> [TEXTO EXTRAÍDO]:
● ● ●

Este texto integralmente reproduzido, foi a alocução de Aquilino Machado, na apresentação da Revista “Aquilino“, que decorreu na passada 6ª feira, dia 15 de Julho, na Bertrand do Chiado, em Lisboa.

 


Muito boa tarde, minhas senhoras, meus senhores, queridos amigos: agradeço a todos os que se encontram presentes nesta apresentação da “Aquilino”, revista editada sob a chancela da Câmara Municipal de Sernancelhe, e que já vai no seu terceiro número.

Reservo os elogios iniciais para todos aqueles que estiveram envolvidos na sua produção.

Em primeiro lugar, ao elenco da Câmara Municipal de Sernancelhe, presidido pelo Dr. Carlos Silva, e ainda ao director desta revista, Dr. Paulo Neto. Promover uma Revista Literária que pauta a sua linha editorial na investigação e divulgação da obra de Aquilino Ribeiro deveria ser motivo de elogio permanente. Mas fazê-lo com uma incansável dedicação revela-se também num exercício de perseverante cidadania.

O meu avô afirmou um dia que “a minha obra sou eu próprio”. Sempre foi um homem avesso, por sistemática rebeldia, ao enclausuramento das palavras. Era totalmente intransigente com todos os entraves ao pensamento. Sempre se moveu pela liberdade de expressão contribuindo para restituir à profissão de escritor o direito de plena cidadania. Por isso, e como salientei anteriormente, a  divulgação de sua obra revela-se, por si só, num precioso exercício cívico e numa  simbólica resistência contra o esquecimento de uma memória de alguém que olhou sempre em frente, sem medo de errar sendo sempre original.

● ● ●

> [CONTEÚDO DOS DADOS]:

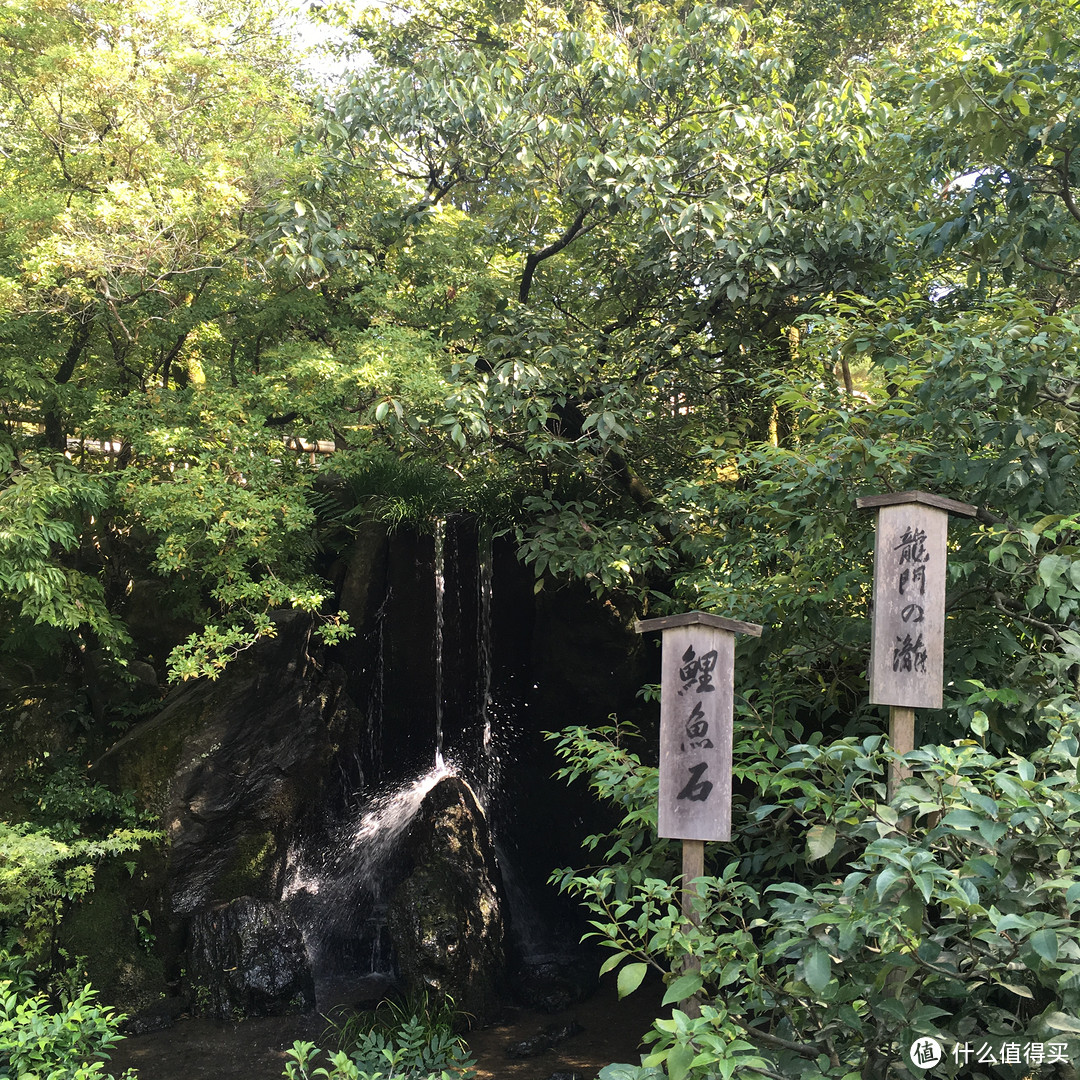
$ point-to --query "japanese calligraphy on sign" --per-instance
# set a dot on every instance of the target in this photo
(696, 724)
(907, 649)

● ● ●

> [DESAFIO]: Segundo o texto extraído, onde decorreu a apresentação da revista “Aquilino”?

> [EXERCÍCIO RESOLVIDO]: Na Bertrand do Chiado, em Lisboa.